**** Data shown

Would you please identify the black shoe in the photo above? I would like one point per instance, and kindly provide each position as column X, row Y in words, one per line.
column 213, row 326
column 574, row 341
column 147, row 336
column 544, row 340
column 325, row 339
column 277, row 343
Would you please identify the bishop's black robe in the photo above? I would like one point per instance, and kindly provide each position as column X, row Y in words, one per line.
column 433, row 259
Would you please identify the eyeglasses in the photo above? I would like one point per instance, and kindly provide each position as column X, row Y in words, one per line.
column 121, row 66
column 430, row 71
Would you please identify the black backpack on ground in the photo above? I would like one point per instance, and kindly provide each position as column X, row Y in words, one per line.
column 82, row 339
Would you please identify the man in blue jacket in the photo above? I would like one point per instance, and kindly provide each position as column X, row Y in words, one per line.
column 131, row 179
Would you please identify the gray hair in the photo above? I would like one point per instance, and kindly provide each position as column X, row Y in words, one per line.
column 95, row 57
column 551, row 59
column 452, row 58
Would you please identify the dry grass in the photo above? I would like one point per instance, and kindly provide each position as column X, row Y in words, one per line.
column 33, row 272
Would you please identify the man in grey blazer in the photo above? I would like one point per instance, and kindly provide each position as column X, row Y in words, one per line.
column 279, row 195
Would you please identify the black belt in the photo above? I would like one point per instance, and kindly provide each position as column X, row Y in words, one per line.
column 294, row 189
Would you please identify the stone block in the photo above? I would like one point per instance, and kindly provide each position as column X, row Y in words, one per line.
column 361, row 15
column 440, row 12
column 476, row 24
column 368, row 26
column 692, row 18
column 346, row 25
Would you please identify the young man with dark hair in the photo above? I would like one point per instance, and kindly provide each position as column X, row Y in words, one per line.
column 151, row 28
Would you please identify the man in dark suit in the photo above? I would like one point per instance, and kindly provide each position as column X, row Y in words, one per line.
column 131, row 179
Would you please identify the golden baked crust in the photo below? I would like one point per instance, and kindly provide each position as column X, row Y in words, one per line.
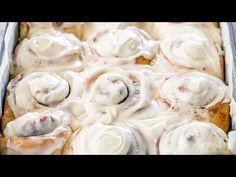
column 24, row 30
column 219, row 115
column 142, row 60
column 7, row 114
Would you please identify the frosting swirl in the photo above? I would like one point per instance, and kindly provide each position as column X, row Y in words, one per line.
column 112, row 94
column 193, row 52
column 122, row 46
column 106, row 139
column 48, row 52
column 42, row 132
column 195, row 89
column 40, row 90
column 194, row 138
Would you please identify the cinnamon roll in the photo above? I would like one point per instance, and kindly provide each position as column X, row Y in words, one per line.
column 29, row 29
column 106, row 139
column 48, row 52
column 190, row 52
column 197, row 95
column 41, row 132
column 112, row 94
column 91, row 30
column 76, row 28
column 122, row 46
column 40, row 90
column 194, row 138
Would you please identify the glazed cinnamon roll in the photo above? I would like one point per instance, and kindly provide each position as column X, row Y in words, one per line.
column 40, row 90
column 76, row 28
column 190, row 52
column 29, row 29
column 197, row 95
column 91, row 30
column 106, row 139
column 48, row 52
column 112, row 94
column 194, row 138
column 41, row 132
column 122, row 46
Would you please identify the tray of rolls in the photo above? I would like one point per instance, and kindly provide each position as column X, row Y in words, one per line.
column 117, row 88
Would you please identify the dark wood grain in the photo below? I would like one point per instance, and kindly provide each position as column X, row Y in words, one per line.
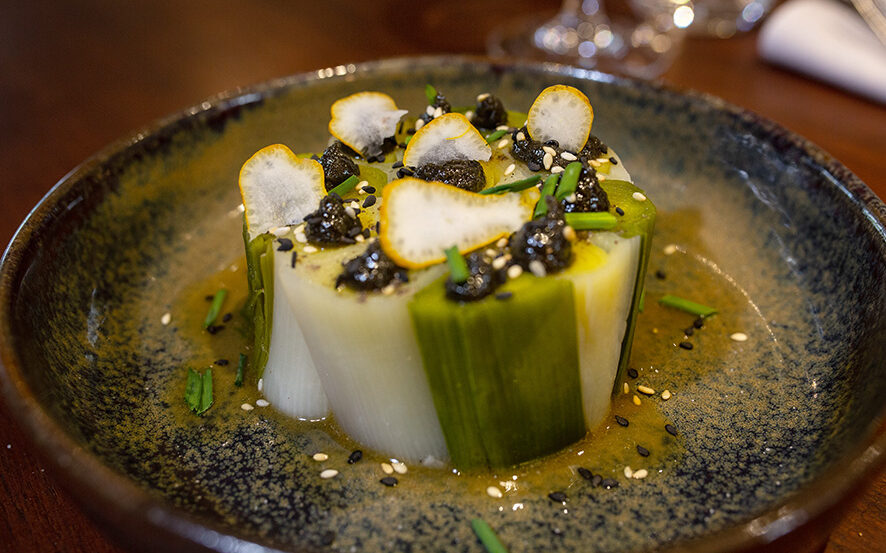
column 76, row 75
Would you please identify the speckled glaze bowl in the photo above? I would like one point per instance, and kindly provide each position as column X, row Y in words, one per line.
column 775, row 432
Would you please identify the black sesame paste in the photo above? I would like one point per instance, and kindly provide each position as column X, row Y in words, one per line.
column 332, row 223
column 589, row 195
column 490, row 113
column 543, row 240
column 337, row 165
column 466, row 174
column 482, row 280
column 371, row 270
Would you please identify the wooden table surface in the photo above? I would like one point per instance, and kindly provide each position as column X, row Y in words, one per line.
column 76, row 75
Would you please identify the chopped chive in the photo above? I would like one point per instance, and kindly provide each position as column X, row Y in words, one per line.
column 515, row 186
column 241, row 366
column 541, row 208
column 346, row 186
column 696, row 309
column 495, row 136
column 217, row 300
column 602, row 220
column 487, row 536
column 430, row 93
column 569, row 182
column 458, row 267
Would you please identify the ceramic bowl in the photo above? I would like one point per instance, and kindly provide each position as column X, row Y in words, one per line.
column 774, row 432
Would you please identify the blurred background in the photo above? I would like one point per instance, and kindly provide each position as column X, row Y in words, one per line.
column 76, row 75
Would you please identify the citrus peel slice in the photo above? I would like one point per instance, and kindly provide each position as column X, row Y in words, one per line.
column 363, row 121
column 420, row 219
column 279, row 188
column 445, row 138
column 561, row 113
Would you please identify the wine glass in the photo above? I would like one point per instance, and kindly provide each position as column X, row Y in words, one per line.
column 638, row 40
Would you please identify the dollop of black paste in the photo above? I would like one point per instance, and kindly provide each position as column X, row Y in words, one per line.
column 337, row 165
column 589, row 195
column 371, row 270
column 331, row 223
column 466, row 174
column 543, row 240
column 483, row 280
column 490, row 113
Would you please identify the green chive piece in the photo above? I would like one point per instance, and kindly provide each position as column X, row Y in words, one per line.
column 458, row 267
column 430, row 94
column 215, row 307
column 515, row 186
column 495, row 136
column 241, row 366
column 487, row 536
column 570, row 180
column 547, row 189
column 346, row 186
column 696, row 309
column 591, row 221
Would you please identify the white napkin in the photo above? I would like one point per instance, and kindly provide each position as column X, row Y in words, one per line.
column 829, row 41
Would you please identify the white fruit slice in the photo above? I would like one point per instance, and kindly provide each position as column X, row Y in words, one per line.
column 363, row 121
column 450, row 136
column 561, row 113
column 278, row 188
column 420, row 219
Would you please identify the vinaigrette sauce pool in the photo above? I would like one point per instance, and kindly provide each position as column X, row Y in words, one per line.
column 605, row 450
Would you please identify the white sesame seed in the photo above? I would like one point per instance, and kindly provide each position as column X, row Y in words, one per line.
column 537, row 268
column 547, row 161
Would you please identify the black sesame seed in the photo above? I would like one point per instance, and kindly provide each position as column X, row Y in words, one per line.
column 389, row 481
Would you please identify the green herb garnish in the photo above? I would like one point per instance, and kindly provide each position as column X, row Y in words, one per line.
column 215, row 308
column 515, row 186
column 198, row 391
column 346, row 186
column 696, row 309
column 487, row 536
column 591, row 221
column 241, row 366
column 458, row 267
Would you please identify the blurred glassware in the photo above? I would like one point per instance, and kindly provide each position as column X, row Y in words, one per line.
column 635, row 42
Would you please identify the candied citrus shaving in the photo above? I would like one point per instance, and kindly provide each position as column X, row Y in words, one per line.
column 450, row 136
column 561, row 113
column 279, row 188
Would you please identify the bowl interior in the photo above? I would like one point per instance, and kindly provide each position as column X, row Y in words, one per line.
column 765, row 229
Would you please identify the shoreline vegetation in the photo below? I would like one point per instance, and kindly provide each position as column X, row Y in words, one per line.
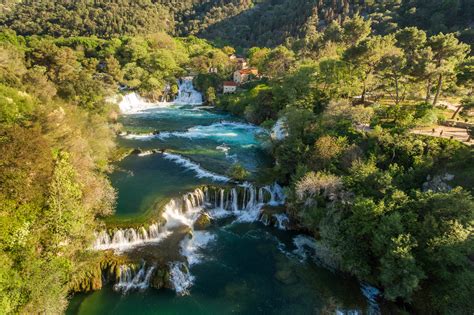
column 393, row 208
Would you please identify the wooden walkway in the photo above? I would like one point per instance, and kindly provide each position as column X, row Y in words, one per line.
column 459, row 134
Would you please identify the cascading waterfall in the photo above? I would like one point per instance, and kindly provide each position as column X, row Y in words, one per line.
column 184, row 211
column 133, row 103
column 244, row 202
column 174, row 215
column 132, row 279
column 123, row 239
column 180, row 278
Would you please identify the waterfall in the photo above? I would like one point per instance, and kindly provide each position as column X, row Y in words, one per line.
column 280, row 130
column 133, row 103
column 188, row 164
column 180, row 278
column 185, row 210
column 282, row 221
column 174, row 216
column 123, row 239
column 187, row 95
column 130, row 279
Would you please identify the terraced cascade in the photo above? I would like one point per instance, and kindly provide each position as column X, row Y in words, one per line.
column 187, row 239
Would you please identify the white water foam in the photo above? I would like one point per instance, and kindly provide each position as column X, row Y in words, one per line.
column 180, row 278
column 124, row 239
column 187, row 95
column 280, row 130
column 216, row 130
column 282, row 221
column 191, row 246
column 201, row 172
column 131, row 279
column 133, row 103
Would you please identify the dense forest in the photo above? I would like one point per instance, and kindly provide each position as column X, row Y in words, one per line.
column 57, row 130
column 348, row 84
column 241, row 23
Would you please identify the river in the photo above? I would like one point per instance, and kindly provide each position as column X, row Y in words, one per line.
column 236, row 265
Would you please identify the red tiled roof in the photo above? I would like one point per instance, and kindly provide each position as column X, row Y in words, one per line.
column 249, row 71
column 230, row 83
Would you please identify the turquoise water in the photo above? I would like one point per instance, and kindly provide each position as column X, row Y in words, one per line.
column 211, row 140
column 245, row 268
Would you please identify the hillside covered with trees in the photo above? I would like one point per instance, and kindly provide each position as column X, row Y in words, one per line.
column 347, row 81
column 241, row 23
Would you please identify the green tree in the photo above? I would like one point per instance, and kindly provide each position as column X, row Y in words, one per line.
column 447, row 53
column 355, row 30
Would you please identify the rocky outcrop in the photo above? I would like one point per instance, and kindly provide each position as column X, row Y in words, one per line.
column 202, row 222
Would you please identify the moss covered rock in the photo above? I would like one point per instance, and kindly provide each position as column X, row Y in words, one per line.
column 202, row 222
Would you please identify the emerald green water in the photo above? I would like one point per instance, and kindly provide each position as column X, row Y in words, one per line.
column 246, row 268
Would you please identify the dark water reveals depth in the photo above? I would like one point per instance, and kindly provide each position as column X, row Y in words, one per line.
column 244, row 268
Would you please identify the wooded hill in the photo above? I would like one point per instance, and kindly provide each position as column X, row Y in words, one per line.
column 242, row 23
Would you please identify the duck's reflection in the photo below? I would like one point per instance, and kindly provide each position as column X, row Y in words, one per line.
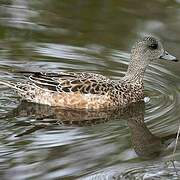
column 145, row 144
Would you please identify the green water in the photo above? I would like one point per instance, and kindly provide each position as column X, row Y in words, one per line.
column 93, row 36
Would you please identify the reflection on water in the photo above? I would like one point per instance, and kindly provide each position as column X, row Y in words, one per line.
column 39, row 142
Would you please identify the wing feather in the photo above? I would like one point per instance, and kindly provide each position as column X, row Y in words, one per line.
column 71, row 82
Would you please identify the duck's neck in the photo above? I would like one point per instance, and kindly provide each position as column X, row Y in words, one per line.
column 135, row 72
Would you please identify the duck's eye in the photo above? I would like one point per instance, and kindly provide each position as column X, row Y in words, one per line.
column 153, row 46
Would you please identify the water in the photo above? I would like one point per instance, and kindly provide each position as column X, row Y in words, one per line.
column 38, row 142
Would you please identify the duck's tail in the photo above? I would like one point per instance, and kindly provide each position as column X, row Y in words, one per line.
column 11, row 85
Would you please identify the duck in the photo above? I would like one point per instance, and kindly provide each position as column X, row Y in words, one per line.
column 91, row 91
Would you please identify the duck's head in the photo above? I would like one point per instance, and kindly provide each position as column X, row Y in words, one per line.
column 148, row 49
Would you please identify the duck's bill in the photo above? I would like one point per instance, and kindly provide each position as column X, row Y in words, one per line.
column 167, row 56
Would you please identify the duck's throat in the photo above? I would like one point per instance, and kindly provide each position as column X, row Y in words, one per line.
column 134, row 76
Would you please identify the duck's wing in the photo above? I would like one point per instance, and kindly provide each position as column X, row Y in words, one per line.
column 72, row 82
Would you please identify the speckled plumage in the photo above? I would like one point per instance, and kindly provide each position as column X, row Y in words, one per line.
column 88, row 90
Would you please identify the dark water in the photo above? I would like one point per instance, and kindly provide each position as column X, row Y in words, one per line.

********

__Work to do__:
Write out the part of the listing above from the line containing "Would you please identify the bowl" through the line containing "column 393, row 208". Leave the pictures out.

__Full solution__:
Would you please identify the bowl interior in the photo above? I would like one point per instance, and kindly provide each position as column X, row Y in words, one per line.
column 765, row 229
Would you please identify the shoreline vegetation in the photo below? I would like one point per instance, and kindly provide each position as column X, row Y in words, one per line.
column 393, row 208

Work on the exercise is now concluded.